▶ **Material to process**:
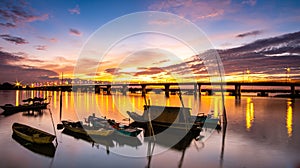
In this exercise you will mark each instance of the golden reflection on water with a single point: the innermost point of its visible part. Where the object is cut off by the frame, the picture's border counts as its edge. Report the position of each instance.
(289, 118)
(66, 99)
(249, 113)
(54, 99)
(17, 97)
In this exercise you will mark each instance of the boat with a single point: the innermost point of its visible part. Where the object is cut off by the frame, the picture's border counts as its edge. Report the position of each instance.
(124, 129)
(33, 104)
(31, 134)
(120, 129)
(42, 149)
(175, 118)
(78, 127)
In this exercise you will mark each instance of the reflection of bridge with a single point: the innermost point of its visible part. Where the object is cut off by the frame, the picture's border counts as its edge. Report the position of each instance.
(189, 88)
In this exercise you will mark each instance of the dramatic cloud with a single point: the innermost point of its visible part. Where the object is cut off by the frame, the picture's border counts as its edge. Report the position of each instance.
(150, 71)
(17, 12)
(194, 10)
(75, 10)
(41, 47)
(10, 72)
(52, 40)
(112, 70)
(13, 39)
(249, 2)
(251, 33)
(162, 61)
(74, 32)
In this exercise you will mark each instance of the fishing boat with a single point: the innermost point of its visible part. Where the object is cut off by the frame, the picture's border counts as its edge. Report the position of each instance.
(175, 118)
(42, 149)
(120, 129)
(30, 104)
(124, 129)
(78, 127)
(31, 134)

▶ **Task to carry out**: Only the lines from the one containing "In this exercise you will mark each instance of the dramatic" to the end of the data should be printed, exactly as they stand.

▶ **Written answer**:
In this exercise you will mark each instance of the dramatic cloud with a single point: the innermost point of its visible part. Where the object is cut off by the frame, the picture's border counts as its edge. Report the position of each instance.
(150, 71)
(17, 12)
(194, 10)
(75, 10)
(41, 47)
(10, 72)
(52, 40)
(112, 70)
(13, 39)
(249, 2)
(251, 33)
(162, 61)
(74, 32)
In this exercise you will mark each instance of the fishing boat with a single point: the innermost point of its visible part. Where the object is cut off by the frame, the picture's border counts as its edge. Report the position of each instance.
(175, 118)
(42, 149)
(120, 129)
(30, 104)
(124, 129)
(78, 127)
(31, 134)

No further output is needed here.